Write the listing out again, exactly as it appears.

——————

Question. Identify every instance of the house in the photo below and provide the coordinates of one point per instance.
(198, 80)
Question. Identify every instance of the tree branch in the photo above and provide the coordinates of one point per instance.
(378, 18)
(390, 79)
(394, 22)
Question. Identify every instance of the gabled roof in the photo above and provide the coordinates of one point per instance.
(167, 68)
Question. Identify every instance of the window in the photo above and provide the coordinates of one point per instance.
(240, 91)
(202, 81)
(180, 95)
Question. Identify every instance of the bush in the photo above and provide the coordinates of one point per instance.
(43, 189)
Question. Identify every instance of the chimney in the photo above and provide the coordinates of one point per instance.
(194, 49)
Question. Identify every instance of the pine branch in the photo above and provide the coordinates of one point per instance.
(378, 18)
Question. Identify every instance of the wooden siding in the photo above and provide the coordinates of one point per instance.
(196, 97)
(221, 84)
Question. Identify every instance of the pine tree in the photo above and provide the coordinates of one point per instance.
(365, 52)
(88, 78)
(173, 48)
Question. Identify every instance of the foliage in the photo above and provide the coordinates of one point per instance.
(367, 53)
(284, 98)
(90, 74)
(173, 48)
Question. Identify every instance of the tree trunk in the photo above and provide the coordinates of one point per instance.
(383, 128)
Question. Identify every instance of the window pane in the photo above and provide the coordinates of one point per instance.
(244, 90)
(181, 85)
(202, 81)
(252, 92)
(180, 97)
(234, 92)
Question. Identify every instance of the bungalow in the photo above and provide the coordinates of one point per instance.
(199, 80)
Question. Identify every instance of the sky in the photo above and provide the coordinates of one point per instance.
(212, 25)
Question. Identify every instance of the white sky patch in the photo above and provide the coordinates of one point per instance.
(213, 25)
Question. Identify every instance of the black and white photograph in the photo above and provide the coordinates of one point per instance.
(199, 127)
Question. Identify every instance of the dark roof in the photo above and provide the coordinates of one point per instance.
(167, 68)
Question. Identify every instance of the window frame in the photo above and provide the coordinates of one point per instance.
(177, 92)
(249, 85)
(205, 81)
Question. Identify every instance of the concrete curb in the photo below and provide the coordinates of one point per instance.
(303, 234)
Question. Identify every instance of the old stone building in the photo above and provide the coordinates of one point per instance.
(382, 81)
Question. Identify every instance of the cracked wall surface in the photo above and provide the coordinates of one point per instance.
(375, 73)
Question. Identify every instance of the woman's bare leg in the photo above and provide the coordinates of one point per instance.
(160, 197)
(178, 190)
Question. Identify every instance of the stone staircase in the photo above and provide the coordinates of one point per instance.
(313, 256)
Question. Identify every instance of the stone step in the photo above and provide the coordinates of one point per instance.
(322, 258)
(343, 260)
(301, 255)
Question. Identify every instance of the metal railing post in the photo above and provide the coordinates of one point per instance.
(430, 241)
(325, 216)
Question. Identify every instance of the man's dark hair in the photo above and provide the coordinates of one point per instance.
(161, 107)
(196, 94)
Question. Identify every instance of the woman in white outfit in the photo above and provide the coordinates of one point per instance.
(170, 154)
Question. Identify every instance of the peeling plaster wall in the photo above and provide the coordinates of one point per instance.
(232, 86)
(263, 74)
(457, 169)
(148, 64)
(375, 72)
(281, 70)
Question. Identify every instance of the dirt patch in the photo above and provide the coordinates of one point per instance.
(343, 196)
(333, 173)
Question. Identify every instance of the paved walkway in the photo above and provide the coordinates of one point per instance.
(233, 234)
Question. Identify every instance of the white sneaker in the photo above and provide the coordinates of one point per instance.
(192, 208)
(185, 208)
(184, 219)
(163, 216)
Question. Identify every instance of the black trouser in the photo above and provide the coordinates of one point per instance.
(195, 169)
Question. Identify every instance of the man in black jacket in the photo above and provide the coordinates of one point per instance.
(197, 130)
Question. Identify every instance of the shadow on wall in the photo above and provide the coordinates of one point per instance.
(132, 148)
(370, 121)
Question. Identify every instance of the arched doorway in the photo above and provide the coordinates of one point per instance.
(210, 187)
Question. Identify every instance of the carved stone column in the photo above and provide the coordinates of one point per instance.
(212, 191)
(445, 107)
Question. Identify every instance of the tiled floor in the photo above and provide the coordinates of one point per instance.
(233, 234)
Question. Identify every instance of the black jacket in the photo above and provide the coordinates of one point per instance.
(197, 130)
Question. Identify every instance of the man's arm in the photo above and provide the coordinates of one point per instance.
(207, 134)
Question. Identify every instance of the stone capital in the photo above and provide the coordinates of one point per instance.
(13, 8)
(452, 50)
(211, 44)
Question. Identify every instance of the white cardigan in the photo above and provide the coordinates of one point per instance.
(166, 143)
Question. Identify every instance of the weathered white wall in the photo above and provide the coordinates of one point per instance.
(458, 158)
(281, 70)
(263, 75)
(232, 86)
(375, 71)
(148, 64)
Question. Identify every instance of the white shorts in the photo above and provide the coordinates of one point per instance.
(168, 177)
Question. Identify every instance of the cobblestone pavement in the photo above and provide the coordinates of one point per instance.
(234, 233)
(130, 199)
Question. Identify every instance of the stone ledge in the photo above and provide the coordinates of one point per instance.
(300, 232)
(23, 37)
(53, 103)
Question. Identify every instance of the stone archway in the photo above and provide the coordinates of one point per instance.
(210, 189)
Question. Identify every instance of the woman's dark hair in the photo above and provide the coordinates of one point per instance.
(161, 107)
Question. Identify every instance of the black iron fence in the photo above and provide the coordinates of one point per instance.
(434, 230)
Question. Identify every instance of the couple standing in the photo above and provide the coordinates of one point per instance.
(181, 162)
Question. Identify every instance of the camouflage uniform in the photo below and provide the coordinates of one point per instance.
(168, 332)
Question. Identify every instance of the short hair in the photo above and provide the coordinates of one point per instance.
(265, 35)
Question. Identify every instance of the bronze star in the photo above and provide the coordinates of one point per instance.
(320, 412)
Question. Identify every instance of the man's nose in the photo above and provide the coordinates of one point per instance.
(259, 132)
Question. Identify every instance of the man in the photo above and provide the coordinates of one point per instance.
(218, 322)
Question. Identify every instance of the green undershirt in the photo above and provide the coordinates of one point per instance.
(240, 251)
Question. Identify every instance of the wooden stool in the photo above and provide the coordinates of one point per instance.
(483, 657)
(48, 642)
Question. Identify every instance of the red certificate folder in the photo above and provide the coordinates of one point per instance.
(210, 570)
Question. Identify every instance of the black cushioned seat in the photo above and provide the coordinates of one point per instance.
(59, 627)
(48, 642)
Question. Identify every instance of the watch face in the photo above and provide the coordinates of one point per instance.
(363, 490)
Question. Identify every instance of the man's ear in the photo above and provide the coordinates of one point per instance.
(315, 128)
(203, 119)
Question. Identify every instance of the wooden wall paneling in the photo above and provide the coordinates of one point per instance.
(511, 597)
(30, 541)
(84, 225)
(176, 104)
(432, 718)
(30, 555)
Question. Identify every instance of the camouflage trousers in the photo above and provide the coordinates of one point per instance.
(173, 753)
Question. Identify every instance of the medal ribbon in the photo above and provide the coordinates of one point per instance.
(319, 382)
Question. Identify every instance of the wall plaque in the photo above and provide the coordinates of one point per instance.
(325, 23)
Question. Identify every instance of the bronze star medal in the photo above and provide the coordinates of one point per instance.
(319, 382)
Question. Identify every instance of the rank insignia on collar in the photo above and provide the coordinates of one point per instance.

——————

◆ **Answer for the task**
Question. Identify every instance of the house in the photo below and provide the coordinates of one point per instance.
(198, 80)
Question. Identify every instance of the tree branch in the photo above and provide the coordinates of one point per instance.
(378, 18)
(390, 79)
(394, 22)
Question. Identify every instance of the gabled roof in the photo above and provide the coordinates of one point per instance.
(167, 68)
Question. Identify every instance of the window in the photo above and provide the coordinates of one point per instance.
(240, 91)
(202, 81)
(180, 95)
Question. Identify every instance of the bush in the photo above and provide the coordinates of one point per instance.
(43, 189)
Question. Identify every instance of the chimney in the photo above and provide the coordinates of one point per instance.
(194, 49)
Question. Identify every instance of the pine branch in the photo above and provide the coordinates of one point per instance.
(378, 18)
Question. Identify every instance of the wooden siding in the photo above and provide the coordinates of one point per instance.
(196, 97)
(221, 84)
Question. Identify every instance of the pine tree in the photo above and provide the coordinates of one point per instance.
(365, 52)
(88, 78)
(173, 48)
Question. Identify every instance of the foliage in the photo above and provide the coordinates of one point per instance.
(367, 53)
(284, 98)
(90, 74)
(173, 48)
Question. Identify every instance of the tree trunk in the photo above and provide the coordinates of one point per instance.
(383, 128)
Question. Identify every instance of the window pane in the photo above and provide the coordinates of one point per instance.
(244, 90)
(181, 85)
(202, 81)
(252, 92)
(180, 97)
(234, 92)
Question. Identify every instance of the bungalow in the photo above and provide the coordinates of one point per instance.
(199, 80)
Question. Identify every instance of the sky in the photo above and provide the coordinates of one point per instance.
(212, 25)
Question. Identify every instance of the white sky patch in the photo above and provide the coordinates of one point per instance.
(213, 25)
Question. Identify every instance of the black and white photograph in the photo above and provide the coordinates of one point per instance.
(199, 127)
Question. Identify every instance of the dark roof in the photo above and provide the coordinates of one point per instance.
(167, 68)
Question. Identify every instance of the window frame in the photo above and provide the coordinates of one point per instance.
(177, 92)
(249, 85)
(205, 81)
Question. Identify every instance of the concrete curb in the photo below and provide the coordinates of one point per instance.
(303, 234)
Question. Identify every instance of the old stone building in the photo above and provide the coordinates of one point per instance.
(382, 81)
Question. Identify every instance of the cracked wall surface in the photo above and provide the coordinates of one point per instance.
(375, 73)
Question. Identify every instance of the woman's bare leg in the photo above and provide the coordinates of one point per instance.
(160, 197)
(178, 190)
Question. Identify every instance of the stone staircase in the photo above and provide the coordinates of one point per instance.
(313, 256)
Question. Identify every instance of the stone step in the photo above and provide the coordinates of one point per instance.
(322, 258)
(343, 260)
(301, 255)
Question. Identify every instance of the metal railing post in the photo above and provide the coordinates of one point per instance.
(430, 241)
(325, 216)
Question. Identify every instance of the man's dark hair in the photo above and provide the coordinates of one point per instance.
(161, 107)
(196, 94)
Question. Identify every instance of the woman in white outfit in the photo above and provide the coordinates of one point per instance.
(170, 154)
Question. Identify every instance of the peeling plaster wall in the photo above and provide the coordinates of one point per instance.
(232, 86)
(263, 74)
(457, 169)
(148, 64)
(375, 72)
(281, 70)
Question. Identify every instance of the dirt patch in the photo above and provide the coordinates of one point per instance.
(343, 196)
(333, 173)
Question. Identify every instance of the paved walkway in the photo above and provide the coordinates of one point per instance.
(233, 234)
Question. Identify every instance of the white sneaker in the photo above and provide the coordinates of one point per instance.
(192, 208)
(185, 208)
(184, 219)
(163, 216)
Question. Identify every instance of the black trouser in the photo above and provide the coordinates of one point per instance.
(195, 169)
Question. Identify every instance of the man in black jacket in the photo above and provide the coordinates of one point per instance.
(197, 130)
Question. Identify every instance of the shadow on wall in the photo above and provide the coordinates of one point per instance.
(132, 148)
(370, 121)
Question. Identify every instance of the arched doorway in the photo above and provide the coordinates of one point per instance.
(210, 187)
Question. Identify every instance of the carved stone column in the photo above and provide the coordinates of one point per instance.
(212, 191)
(445, 107)
Question. Identify every instance of the tiled floor in the photo above and provide the coordinates of one point per instance.
(233, 234)
Question. Identify every instance of the black jacket in the photo above and provide the coordinates of one point per instance.
(197, 130)
Question. Identify every instance of the man's arm in the photo above and provide the coordinates of one point per instance.
(207, 134)
Question. Identify every instance of the stone capital in the photo above and provide the coordinates of one point per instance.
(13, 8)
(452, 50)
(211, 44)
Question. Identify every instance of the white cardigan in the photo above and provide the coordinates of one point per instance.
(166, 143)
Question. Identify every instance of the weathered white wall in the photo above and provide the coordinates of one point per instance.
(458, 158)
(281, 70)
(263, 75)
(232, 86)
(375, 71)
(148, 64)
Question. Identify every instance of the white shorts in the photo above and provide the coordinates of one point per instance.
(168, 177)
Question. Identify every instance of the cobblestone pavement in the photo above and provide the coordinates of one point per instance.
(234, 233)
(130, 199)
Question. Identify every instance of the stone ledge in the photo above and provide the coordinates of one point per instance.
(300, 232)
(23, 37)
(53, 103)
Question. Identify every instance of the stone archway in the photo above and provide the coordinates of one point per instance.
(210, 189)
Question. Identify every instance of the woman's dark hair in the photo above and provide the coordinates of one point per instance.
(161, 107)
Question. Identify every instance of the black iron fence in the photo above and provide the coordinates of one point per instance.
(434, 230)
Question. Identify every instance of the couple standing in the photo above and provide the coordinates of one point per instance.
(181, 162)
Question. Identify every instance of the camouflage uniform in the photo below and provide the coordinates of one point per instance.
(168, 332)
Question. Identify every instance of the short hair in the photo above and provide the coordinates of one point per instance.
(265, 35)
Question. Identify every instance of the bronze star in the photo above and provide the coordinates of one point per instance.
(320, 412)
Question. Identify every instance of the man's nose in the photo above and provide the coordinates of one point per instance.
(259, 132)
Question. Identify every instance of the man in the photo above and provide the coordinates of one point per instance.
(218, 322)
Question. Identify every instance of the green undershirt in the photo above and provide the coordinates of one point per instance.
(240, 251)
Question. Identify every instance of the wooden stool in the photo above and provide the coordinates of one point per instance.
(483, 657)
(48, 642)
Question. Identify every instance of the red certificate folder in the photo above and provide the coordinates of one point per instance.
(210, 570)
Question. Identify every instance of the black cushioned seat in the photo above and provide the coordinates of one point per instance.
(59, 627)
(48, 642)
Question. Identify every instance of the watch face in the photo above and provide the coordinates of one point per instance.
(363, 490)
Question. Identify every instance of the man's ear in the photo above and provide the coordinates of one point per instance.
(315, 128)
(203, 119)
Question. Identify every instance of the wooden wall paneling in the photo above and provide the coordinates of one point per instance.
(511, 597)
(30, 541)
(84, 225)
(176, 104)
(432, 718)
(30, 555)
Question. Identify every instance of the camouflage trousers in the photo above and provide the coordinates of one point per instance.
(173, 753)
Question. Identify every instance of the medal ribbon in the photo above and provide the coordinates of one point per instance.
(319, 382)
Question. Identify every instance of the wall plaque in the photo above and provide the coordinates of one point per instance.
(325, 23)
Question. Identify every instance of the bronze star medal in the photo above and provide the coordinates of one point per instance.
(319, 382)
Question. Identify every instance of the rank insignia on collar in the photo above and provide the coordinates of one point per instance.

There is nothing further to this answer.